The energy resources they’ll have available to them, though, will be far less abundant and concentrated than the fossil fuels that gave industrial civilization its global reach. With luck, and some hard work on the part of people living now, they may well inherit the information they need to make use of sun, wind, and other renewable energy resources in ways that the civilizations before ours didn’t know how to do. As our present-day proponents of green energy are finding out the hard way just now, though, this doesn’t amount to the kind of energy necessary to maintain our kind of civilization.
I’ve argued elsewhere, especially in my book The Ecotechnic Future, that modern industrial society is simply the first, clumsiest, and most wasteful form of what might be called technic society, the subset of human societies that get a significant amount of their total energy from nonbiotic sources—that is, from something other than human and animal muscles fueled by the annual product of photosynthesis. If that turns out to be correct, future civilizations that learn to use energy sparingly may be able to accomplish some of the things that we currently do by throwing energy around with wild abandon, and they may also learn how to do remarkable things that are completely beyond our grasp today. Eventually there may be other global civilizations, following out their own unique sets of ideas about the world through the usual process of dramatic creativity followed by dramatic collapse.
That’s a long way off, though. As the first global civilization gives way to the first global dark age, my working guess is that civilization—that is to say, the patterns of human society necessary to support the concentration of population, wealth, and power in urban centers—is going to go away everywhere, or nearly everywhere, over the next one to three centuries. A planet hammered by climate change, strewn with chemical and radioactive poisons, and swept by mass migrations is not a safe place for cities and the other amenities of civilized life. As things calm down, say, half a millennium from now, a range of new civilizations will doubtless emerge in those parts of the planet that have suitable conditions for urban life, while human societies of other kinds will emerge everywhere else on the planet that human life is possible at all.
.....
Activities ->
**a.** The excerpt on the fate of civilization defines civilization by what it concentrates in urban centers. List the things it names.
**b.** From the excerpt on the fate of civilization, extract the stretch from "That’s a long" through "possible at all.".
**c.** Continue the excerpt on the fate of civilization from its final sentence.
The items come from a separate source with no connection to the excerpt on the fate of civilization.

Material shown ->
.....
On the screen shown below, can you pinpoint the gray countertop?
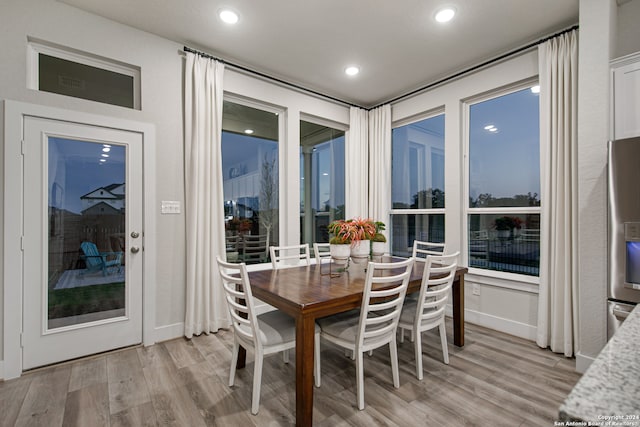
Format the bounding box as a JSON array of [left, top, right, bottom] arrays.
[[558, 304, 640, 427]]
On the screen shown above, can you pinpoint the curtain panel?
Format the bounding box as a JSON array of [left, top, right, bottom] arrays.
[[184, 52, 231, 338], [369, 104, 391, 240], [536, 30, 579, 357], [345, 107, 369, 218]]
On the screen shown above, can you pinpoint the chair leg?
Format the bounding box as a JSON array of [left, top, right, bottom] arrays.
[[438, 322, 449, 365], [251, 348, 264, 415], [353, 351, 364, 411], [414, 332, 423, 380], [389, 336, 400, 388], [313, 334, 320, 387], [229, 339, 240, 387]]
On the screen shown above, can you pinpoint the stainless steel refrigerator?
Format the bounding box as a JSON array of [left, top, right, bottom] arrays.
[[607, 137, 640, 338]]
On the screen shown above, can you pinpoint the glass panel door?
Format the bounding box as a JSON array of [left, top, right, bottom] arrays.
[[22, 117, 143, 369], [47, 137, 126, 329]]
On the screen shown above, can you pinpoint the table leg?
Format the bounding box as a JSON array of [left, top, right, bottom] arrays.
[[453, 274, 464, 347], [296, 316, 315, 426]]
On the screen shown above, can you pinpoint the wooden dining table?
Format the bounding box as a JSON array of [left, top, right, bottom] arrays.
[[237, 257, 467, 426]]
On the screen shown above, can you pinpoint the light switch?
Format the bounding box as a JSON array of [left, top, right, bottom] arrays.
[[160, 200, 180, 214]]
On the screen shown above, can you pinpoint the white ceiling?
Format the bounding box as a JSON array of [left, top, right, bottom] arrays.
[[60, 0, 578, 107]]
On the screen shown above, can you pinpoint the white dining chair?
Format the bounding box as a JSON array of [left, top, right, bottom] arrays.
[[313, 243, 331, 264], [318, 258, 413, 410], [411, 240, 446, 261], [398, 252, 460, 380], [269, 243, 311, 270], [217, 256, 320, 415]]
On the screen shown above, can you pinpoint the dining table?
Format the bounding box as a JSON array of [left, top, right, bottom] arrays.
[[237, 256, 467, 426]]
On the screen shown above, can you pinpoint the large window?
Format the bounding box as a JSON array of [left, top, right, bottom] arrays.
[[300, 120, 345, 244], [390, 114, 445, 256], [222, 101, 279, 263], [467, 87, 540, 276]]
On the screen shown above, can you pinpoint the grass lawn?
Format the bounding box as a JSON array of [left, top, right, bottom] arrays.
[[49, 282, 125, 319]]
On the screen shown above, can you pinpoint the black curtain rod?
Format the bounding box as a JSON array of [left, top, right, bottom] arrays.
[[184, 24, 579, 111], [368, 24, 579, 111], [184, 46, 364, 108]]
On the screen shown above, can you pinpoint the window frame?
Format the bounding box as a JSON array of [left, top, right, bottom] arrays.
[[388, 106, 447, 254], [220, 91, 284, 271], [461, 76, 544, 284], [297, 112, 349, 243], [27, 38, 142, 111]]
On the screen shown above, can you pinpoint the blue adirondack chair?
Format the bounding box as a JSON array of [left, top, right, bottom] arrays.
[[80, 242, 123, 276]]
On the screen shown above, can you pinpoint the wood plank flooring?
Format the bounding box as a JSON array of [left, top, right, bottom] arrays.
[[0, 324, 580, 427]]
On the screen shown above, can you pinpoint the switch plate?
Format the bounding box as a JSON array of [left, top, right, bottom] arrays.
[[472, 283, 480, 295], [160, 200, 180, 215]]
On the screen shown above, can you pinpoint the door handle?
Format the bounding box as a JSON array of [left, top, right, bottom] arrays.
[[613, 306, 629, 319]]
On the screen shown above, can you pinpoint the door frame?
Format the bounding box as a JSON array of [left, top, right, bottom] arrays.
[[0, 100, 157, 379]]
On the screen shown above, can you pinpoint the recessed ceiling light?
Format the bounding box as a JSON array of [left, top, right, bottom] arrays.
[[436, 7, 456, 22], [344, 65, 360, 76], [218, 9, 239, 24]]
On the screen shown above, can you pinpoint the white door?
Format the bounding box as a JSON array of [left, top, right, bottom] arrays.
[[22, 116, 143, 369]]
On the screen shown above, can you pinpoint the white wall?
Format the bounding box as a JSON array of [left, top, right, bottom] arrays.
[[392, 49, 538, 339], [613, 0, 640, 58], [576, 0, 640, 372]]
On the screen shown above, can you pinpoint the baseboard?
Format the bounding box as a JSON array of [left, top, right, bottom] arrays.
[[154, 322, 184, 342], [447, 306, 537, 341], [576, 352, 596, 374]]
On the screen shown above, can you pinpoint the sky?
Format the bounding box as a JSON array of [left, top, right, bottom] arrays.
[[48, 137, 126, 214]]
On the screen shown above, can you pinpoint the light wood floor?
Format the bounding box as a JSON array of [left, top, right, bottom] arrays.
[[0, 324, 580, 427]]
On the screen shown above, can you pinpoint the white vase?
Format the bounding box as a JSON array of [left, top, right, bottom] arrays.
[[371, 242, 387, 256], [329, 243, 351, 264], [351, 240, 371, 264]]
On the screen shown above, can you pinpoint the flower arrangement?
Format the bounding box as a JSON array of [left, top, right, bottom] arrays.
[[327, 217, 376, 246], [493, 216, 522, 230], [371, 221, 387, 243]]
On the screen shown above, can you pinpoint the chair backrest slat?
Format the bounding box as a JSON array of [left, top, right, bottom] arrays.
[[313, 243, 331, 264], [269, 243, 311, 270], [356, 258, 414, 351], [217, 256, 262, 347], [411, 240, 446, 261], [414, 252, 460, 329]]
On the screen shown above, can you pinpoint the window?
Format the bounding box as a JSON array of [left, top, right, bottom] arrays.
[[28, 41, 141, 110], [467, 87, 540, 276], [300, 120, 345, 244], [222, 100, 279, 264], [390, 114, 445, 256]]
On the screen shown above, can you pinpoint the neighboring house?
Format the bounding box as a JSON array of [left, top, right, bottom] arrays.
[[80, 183, 125, 215]]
.....
Responses in order ->
**a.** population, wealth, power

**b.**
That’s a long way off, though. As the first global civilization gives way to the first global dark age, my working guess is that civilization—that is to say, the patterns of human society necessary to support the concentration of population, wealth, and power in urban centers—is going to go away everywhere, or nearly everywhere, over the next one to three centuries. A planet hammered by climate change, strewn with chemical and radioactive poisons, and swept by mass migrations is not a safe place for cities and the other amenities of civilized life. As things calm down, say, half a millennium from now, a range of new civilizations will doubtless emerge in those parts of the planet that have suitable conditions for urban life, while human societies of other kinds will emerge everywhere else on the planet that human life is possible at all.

**c.**
I realize that this is not exactly a welcome prospect for those people who’ve bought into industrial civilization’s overblown idea of its own universal importance. Those who believe devoutly that our society is the cutting edge of humanity’s future, destined to march on gloriously forever to the stars, will be as little pleased by the portrait of the future I’ve painted as their equal and opposite numbers, for whom our society is the end of history and must surely be annihilated, along with all seven billion of us, by some glorious cataclysm of the sort beloved by Hollywood scriptwriters. Still, the universe is under no obligation to cater to anybody’s fantasies, you know. That’s a lesson Robert E. Howard knew well and wove into the best of his fiction, the stories of Conan among them—and it’s a lesson worth learning now, at least for those who hope to have some influence over how the future affects them, their families, and their communities, in an age of decline and fall.